_Problem statement_: Reproduce every one of the lines below word for word, leaving out the pictures.

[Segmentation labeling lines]

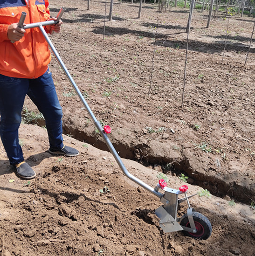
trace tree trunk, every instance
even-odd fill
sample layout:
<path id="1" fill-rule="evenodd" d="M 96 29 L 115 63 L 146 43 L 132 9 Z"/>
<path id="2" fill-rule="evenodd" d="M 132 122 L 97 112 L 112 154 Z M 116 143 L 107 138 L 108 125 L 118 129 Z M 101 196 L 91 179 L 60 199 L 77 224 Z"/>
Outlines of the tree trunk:
<path id="1" fill-rule="evenodd" d="M 206 0 L 204 0 L 204 1 L 203 2 L 203 6 L 202 6 L 202 8 L 201 9 L 201 12 L 203 13 L 203 12 L 204 11 L 204 8 L 205 7 L 205 3 L 206 2 Z"/>
<path id="2" fill-rule="evenodd" d="M 140 6 L 139 7 L 139 11 L 138 12 L 138 18 L 141 18 L 141 12 L 142 11 L 142 4 L 143 3 L 143 0 L 140 0 Z"/>
<path id="3" fill-rule="evenodd" d="M 254 28 L 255 27 L 255 20 L 254 20 L 254 24 L 253 24 L 253 29 L 252 30 L 252 33 L 251 33 L 251 40 L 250 41 L 250 45 L 249 46 L 249 49 L 248 50 L 248 52 L 247 53 L 247 55 L 246 56 L 246 59 L 245 59 L 245 62 L 244 62 L 244 66 L 246 64 L 246 62 L 247 61 L 247 59 L 248 58 L 248 55 L 250 52 L 250 46 L 251 44 L 251 42 L 252 41 L 252 37 L 253 36 L 253 33 L 254 33 Z"/>
<path id="4" fill-rule="evenodd" d="M 208 21 L 207 22 L 207 28 L 208 28 L 210 26 L 210 22 L 212 18 L 212 14 L 213 13 L 213 9 L 214 9 L 214 0 L 211 0 L 211 6 L 210 7 L 210 11 L 209 12 L 209 16 L 208 17 Z"/>
<path id="5" fill-rule="evenodd" d="M 218 7 L 218 0 L 216 0 L 216 3 L 215 3 L 215 9 L 214 10 L 214 19 L 216 18 L 216 13 L 217 12 L 217 7 Z"/>
<path id="6" fill-rule="evenodd" d="M 249 14 L 249 17 L 250 17 L 252 14 L 252 11 L 253 10 L 253 6 L 251 6 L 251 8 L 250 9 L 250 13 Z"/>
<path id="7" fill-rule="evenodd" d="M 188 33 L 189 32 L 190 28 L 190 25 L 191 24 L 191 21 L 192 20 L 192 14 L 193 14 L 193 10 L 194 9 L 194 6 L 195 5 L 195 0 L 191 0 L 190 2 L 190 6 L 189 7 L 190 11 L 189 19 L 188 20 L 188 24 L 187 24 L 187 28 L 186 28 L 186 33 Z"/>
<path id="8" fill-rule="evenodd" d="M 238 12 L 237 13 L 238 14 L 240 14 L 240 10 L 241 9 L 241 4 L 240 4 L 239 5 L 239 7 L 238 7 Z"/>
<path id="9" fill-rule="evenodd" d="M 242 13 L 241 14 L 241 17 L 242 17 L 243 15 L 243 11 L 244 11 L 244 7 L 245 7 L 245 0 L 243 0 L 243 5 L 242 6 Z"/>
<path id="10" fill-rule="evenodd" d="M 186 33 L 187 33 L 187 45 L 186 46 L 186 55 L 185 57 L 185 63 L 184 64 L 184 76 L 183 76 L 183 89 L 182 90 L 182 98 L 181 100 L 181 108 L 183 106 L 183 103 L 184 102 L 184 92 L 185 90 L 186 86 L 186 70 L 187 69 L 187 62 L 188 58 L 188 50 L 189 48 L 189 30 L 190 28 L 190 25 L 191 25 L 191 20 L 192 17 L 192 13 L 193 12 L 193 9 L 194 8 L 194 4 L 195 0 L 191 0 L 190 2 L 190 11 L 189 19 L 188 21 L 188 25 L 187 26 L 187 29 Z"/>
<path id="11" fill-rule="evenodd" d="M 110 0 L 110 11 L 109 13 L 109 21 L 112 19 L 112 7 L 113 7 L 113 0 Z"/>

_Response for this exercise_:
trace tree trunk, every instance
even-odd fill
sample layout:
<path id="1" fill-rule="evenodd" d="M 96 29 L 115 63 L 146 43 L 132 9 Z"/>
<path id="2" fill-rule="evenodd" d="M 132 122 L 97 112 L 112 154 Z M 116 143 L 107 138 L 108 125 L 118 129 Z M 101 196 L 91 179 L 60 199 L 77 224 Z"/>
Outlines of the tree trunk:
<path id="1" fill-rule="evenodd" d="M 206 0 L 204 0 L 204 1 L 203 2 L 203 6 L 202 6 L 202 8 L 201 9 L 201 12 L 203 13 L 203 12 L 204 11 L 204 8 L 205 7 L 205 3 L 206 2 Z"/>
<path id="2" fill-rule="evenodd" d="M 140 6 L 139 7 L 139 11 L 138 12 L 138 18 L 141 18 L 141 12 L 142 11 L 142 4 L 143 3 L 143 0 L 140 0 Z"/>
<path id="3" fill-rule="evenodd" d="M 254 28 L 255 27 L 255 20 L 254 20 L 254 24 L 253 24 L 253 29 L 252 30 L 252 33 L 251 33 L 251 40 L 250 41 L 250 45 L 249 46 L 249 49 L 248 50 L 248 52 L 247 53 L 247 55 L 246 56 L 246 59 L 245 59 L 245 62 L 244 62 L 244 66 L 246 64 L 246 62 L 247 61 L 247 59 L 248 58 L 248 55 L 250 52 L 250 46 L 251 44 L 251 42 L 252 41 L 252 37 L 253 36 L 253 33 L 254 33 Z"/>
<path id="4" fill-rule="evenodd" d="M 208 21 L 207 22 L 207 28 L 208 28 L 210 26 L 210 22 L 212 18 L 212 14 L 213 13 L 213 9 L 214 9 L 214 0 L 211 0 L 211 6 L 210 7 L 210 11 L 209 12 L 209 16 L 208 17 Z"/>
<path id="5" fill-rule="evenodd" d="M 218 7 L 218 0 L 216 0 L 216 3 L 215 3 L 215 9 L 214 10 L 214 19 L 216 18 L 216 13 L 217 12 L 217 7 Z"/>
<path id="6" fill-rule="evenodd" d="M 249 14 L 249 17 L 250 17 L 252 14 L 252 11 L 253 10 L 253 6 L 251 6 L 251 8 L 250 9 L 250 13 Z"/>
<path id="7" fill-rule="evenodd" d="M 188 33 L 189 32 L 190 28 L 190 25 L 191 24 L 191 21 L 192 20 L 192 14 L 193 14 L 193 10 L 194 9 L 194 6 L 195 5 L 195 0 L 191 0 L 190 2 L 190 6 L 189 7 L 190 11 L 189 19 L 188 20 L 188 24 L 187 24 L 187 28 L 186 28 L 186 33 Z"/>
<path id="8" fill-rule="evenodd" d="M 238 12 L 237 13 L 238 14 L 240 14 L 240 10 L 241 9 L 241 4 L 240 4 L 239 5 L 239 7 L 238 7 Z"/>
<path id="9" fill-rule="evenodd" d="M 242 13 L 241 14 L 241 17 L 242 17 L 243 15 L 243 11 L 244 11 L 244 7 L 245 7 L 245 0 L 243 0 L 243 5 L 242 6 Z"/>
<path id="10" fill-rule="evenodd" d="M 186 33 L 187 33 L 187 45 L 186 46 L 186 55 L 185 57 L 185 63 L 184 64 L 184 76 L 183 76 L 183 89 L 182 90 L 182 98 L 181 100 L 181 108 L 183 106 L 183 103 L 184 102 L 184 92 L 185 90 L 186 86 L 186 70 L 187 69 L 187 62 L 188 58 L 188 50 L 189 48 L 189 30 L 190 28 L 190 25 L 191 25 L 191 20 L 192 17 L 192 13 L 193 12 L 193 9 L 194 8 L 194 4 L 195 0 L 191 0 L 190 2 L 190 11 L 189 19 L 188 21 L 188 25 L 187 26 L 187 29 Z"/>
<path id="11" fill-rule="evenodd" d="M 110 0 L 110 11 L 109 13 L 109 21 L 112 19 L 112 7 L 113 7 L 113 0 Z"/>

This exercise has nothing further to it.